Exercise objective
When a line in the material contains the word "below", copy it.
[Source data Boundary: Start]
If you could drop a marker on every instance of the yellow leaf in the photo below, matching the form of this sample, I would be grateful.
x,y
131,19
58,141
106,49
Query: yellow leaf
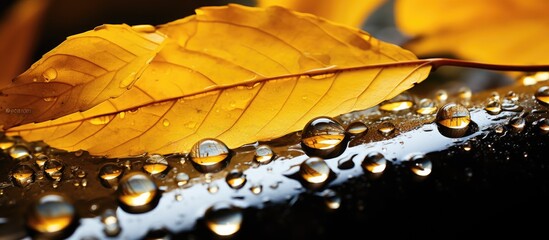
x,y
234,73
496,31
350,12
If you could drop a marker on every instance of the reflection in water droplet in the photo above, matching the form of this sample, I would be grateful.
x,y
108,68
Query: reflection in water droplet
x,y
374,162
22,175
314,170
453,116
49,75
400,102
54,169
386,128
421,166
322,136
236,179
263,154
209,154
426,106
223,219
52,213
111,226
182,179
357,128
542,95
136,189
20,152
493,107
441,96
155,164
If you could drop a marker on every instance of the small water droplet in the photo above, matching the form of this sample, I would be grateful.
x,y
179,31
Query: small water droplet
x,y
155,164
20,152
542,95
182,179
54,169
374,162
137,190
426,106
421,166
441,95
235,179
256,189
357,128
323,136
49,75
493,107
223,219
263,154
22,175
400,102
314,170
386,128
51,213
209,155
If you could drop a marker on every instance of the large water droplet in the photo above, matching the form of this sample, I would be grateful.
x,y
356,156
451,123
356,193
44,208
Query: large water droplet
x,y
137,190
49,75
155,164
542,95
236,179
52,213
223,219
263,154
374,162
20,152
400,102
54,169
421,166
314,170
22,175
323,136
426,106
209,155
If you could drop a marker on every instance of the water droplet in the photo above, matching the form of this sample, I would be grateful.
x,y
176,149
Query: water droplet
x,y
465,93
101,120
374,162
426,106
323,136
400,102
236,179
256,189
542,95
517,123
441,95
263,154
493,107
49,75
111,226
182,179
209,155
155,164
22,175
54,169
386,128
20,152
51,213
223,219
137,190
357,128
453,116
165,122
421,166
314,170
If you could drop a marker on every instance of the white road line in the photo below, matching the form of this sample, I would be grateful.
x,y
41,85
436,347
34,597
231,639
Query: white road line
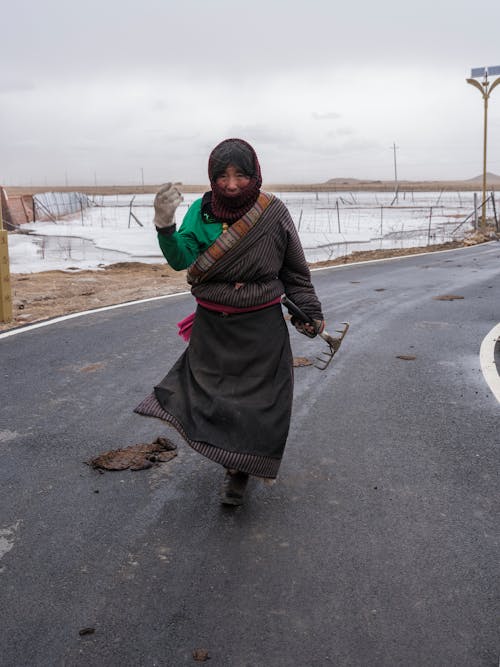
x,y
54,320
487,359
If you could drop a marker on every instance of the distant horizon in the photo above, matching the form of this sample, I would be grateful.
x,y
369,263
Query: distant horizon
x,y
337,180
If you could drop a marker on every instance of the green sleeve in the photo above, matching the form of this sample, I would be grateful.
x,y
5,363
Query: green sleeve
x,y
193,237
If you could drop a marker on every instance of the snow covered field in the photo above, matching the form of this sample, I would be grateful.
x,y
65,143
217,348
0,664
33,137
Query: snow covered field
x,y
330,224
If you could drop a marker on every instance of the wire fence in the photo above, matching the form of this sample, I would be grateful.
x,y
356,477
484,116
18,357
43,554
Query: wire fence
x,y
330,224
56,205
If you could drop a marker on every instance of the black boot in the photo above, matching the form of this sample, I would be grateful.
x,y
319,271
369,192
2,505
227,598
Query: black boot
x,y
235,483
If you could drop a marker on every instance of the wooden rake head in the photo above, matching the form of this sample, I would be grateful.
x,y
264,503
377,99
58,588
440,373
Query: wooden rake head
x,y
322,362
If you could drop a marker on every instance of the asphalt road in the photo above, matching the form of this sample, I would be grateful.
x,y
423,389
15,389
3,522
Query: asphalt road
x,y
378,545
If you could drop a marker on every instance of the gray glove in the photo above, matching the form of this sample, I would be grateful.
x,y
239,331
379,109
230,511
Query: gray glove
x,y
166,201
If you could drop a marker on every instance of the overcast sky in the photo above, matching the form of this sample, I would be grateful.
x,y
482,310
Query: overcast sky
x,y
114,91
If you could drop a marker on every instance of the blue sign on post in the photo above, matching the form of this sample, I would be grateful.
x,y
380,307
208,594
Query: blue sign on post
x,y
478,72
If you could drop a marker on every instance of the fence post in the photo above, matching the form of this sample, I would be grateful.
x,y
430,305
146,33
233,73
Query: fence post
x,y
5,288
429,230
494,210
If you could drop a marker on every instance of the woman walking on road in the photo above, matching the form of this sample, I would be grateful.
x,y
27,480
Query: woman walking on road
x,y
230,393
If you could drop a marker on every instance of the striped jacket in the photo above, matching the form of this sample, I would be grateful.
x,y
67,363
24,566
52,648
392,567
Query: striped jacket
x,y
267,262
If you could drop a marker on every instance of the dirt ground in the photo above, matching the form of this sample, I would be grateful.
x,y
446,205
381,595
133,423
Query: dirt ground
x,y
49,294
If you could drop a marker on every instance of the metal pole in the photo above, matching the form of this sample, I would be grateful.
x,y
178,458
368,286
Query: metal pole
x,y
483,211
5,288
395,173
494,210
485,90
429,229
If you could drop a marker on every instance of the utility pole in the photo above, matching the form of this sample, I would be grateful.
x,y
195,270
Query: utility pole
x,y
478,72
5,289
395,172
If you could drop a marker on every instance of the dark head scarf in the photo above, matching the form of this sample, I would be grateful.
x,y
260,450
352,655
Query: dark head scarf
x,y
240,154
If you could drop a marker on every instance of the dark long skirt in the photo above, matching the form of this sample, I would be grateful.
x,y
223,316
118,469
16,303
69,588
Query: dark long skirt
x,y
230,393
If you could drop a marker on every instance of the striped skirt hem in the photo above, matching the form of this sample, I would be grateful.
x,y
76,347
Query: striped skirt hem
x,y
260,466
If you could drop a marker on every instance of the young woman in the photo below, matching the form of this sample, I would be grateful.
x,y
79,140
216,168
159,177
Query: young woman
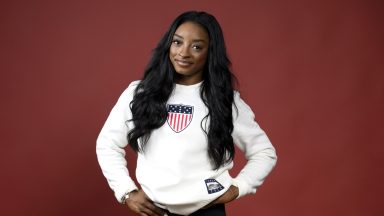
x,y
183,119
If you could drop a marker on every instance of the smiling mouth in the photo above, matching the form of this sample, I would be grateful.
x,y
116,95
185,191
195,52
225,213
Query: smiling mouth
x,y
183,63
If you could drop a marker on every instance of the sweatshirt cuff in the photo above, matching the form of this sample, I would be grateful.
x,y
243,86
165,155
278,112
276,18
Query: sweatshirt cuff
x,y
123,189
243,186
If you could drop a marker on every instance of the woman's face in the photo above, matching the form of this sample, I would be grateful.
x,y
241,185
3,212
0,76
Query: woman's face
x,y
188,53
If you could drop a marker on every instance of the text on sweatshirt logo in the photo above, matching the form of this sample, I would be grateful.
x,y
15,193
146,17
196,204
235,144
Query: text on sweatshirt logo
x,y
179,116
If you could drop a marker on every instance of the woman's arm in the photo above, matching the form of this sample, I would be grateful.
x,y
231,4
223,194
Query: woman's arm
x,y
259,152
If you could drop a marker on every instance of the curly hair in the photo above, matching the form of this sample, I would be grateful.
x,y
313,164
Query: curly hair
x,y
148,106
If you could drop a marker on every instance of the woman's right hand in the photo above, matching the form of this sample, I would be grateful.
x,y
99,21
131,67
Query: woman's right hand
x,y
139,203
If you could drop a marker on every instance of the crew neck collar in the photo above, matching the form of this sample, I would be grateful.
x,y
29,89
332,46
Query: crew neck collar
x,y
189,86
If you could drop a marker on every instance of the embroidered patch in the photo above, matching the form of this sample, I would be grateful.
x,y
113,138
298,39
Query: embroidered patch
x,y
179,116
213,186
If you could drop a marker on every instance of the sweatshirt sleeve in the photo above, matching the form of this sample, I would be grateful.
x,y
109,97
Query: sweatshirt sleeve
x,y
111,142
259,152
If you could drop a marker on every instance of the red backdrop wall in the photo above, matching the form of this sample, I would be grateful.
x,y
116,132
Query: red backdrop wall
x,y
313,72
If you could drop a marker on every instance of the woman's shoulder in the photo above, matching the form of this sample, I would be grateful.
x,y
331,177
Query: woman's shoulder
x,y
134,84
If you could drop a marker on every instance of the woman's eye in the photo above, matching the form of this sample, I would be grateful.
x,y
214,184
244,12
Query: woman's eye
x,y
177,42
197,47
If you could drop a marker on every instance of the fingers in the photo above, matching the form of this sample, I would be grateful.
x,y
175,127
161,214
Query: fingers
x,y
154,209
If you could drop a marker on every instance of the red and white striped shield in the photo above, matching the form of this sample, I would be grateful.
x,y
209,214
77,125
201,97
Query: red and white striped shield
x,y
179,116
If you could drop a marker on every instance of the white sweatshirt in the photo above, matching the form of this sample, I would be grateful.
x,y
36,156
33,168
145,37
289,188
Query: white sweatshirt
x,y
175,171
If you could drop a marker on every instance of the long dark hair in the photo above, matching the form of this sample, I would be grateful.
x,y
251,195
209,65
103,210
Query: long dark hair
x,y
148,107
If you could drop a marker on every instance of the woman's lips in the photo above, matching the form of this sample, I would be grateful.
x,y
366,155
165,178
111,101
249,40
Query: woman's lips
x,y
183,63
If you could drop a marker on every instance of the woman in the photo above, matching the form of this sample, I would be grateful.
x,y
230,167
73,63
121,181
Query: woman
x,y
183,119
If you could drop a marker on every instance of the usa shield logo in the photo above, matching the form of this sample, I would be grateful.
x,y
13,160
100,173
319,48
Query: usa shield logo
x,y
179,116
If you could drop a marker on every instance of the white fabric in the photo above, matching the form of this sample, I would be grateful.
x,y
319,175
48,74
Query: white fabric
x,y
175,165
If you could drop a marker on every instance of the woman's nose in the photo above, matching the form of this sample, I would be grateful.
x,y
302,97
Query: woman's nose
x,y
183,52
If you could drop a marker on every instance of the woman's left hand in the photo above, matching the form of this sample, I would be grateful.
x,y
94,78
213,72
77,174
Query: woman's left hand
x,y
231,194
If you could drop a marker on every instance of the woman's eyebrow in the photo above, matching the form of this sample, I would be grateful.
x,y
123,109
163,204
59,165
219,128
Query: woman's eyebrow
x,y
196,40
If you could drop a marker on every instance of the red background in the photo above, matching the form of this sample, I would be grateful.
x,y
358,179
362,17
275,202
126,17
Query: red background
x,y
313,72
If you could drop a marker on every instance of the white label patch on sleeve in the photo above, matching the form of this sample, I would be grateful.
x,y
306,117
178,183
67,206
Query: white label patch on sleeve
x,y
213,186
[Source data Boundary: End]
Result for this exercise
If you could drop a marker on every instance of the yellow leaf in the photo below, matching the form of this sample, I would be grateful.
If you could drop a marker on every instance of the white road line in the photo below, matching the form of this sample, I would be grateful.
If you could drop a marker on every instance of the young woman in the photo below, matching the form of this sample, I would be grateful.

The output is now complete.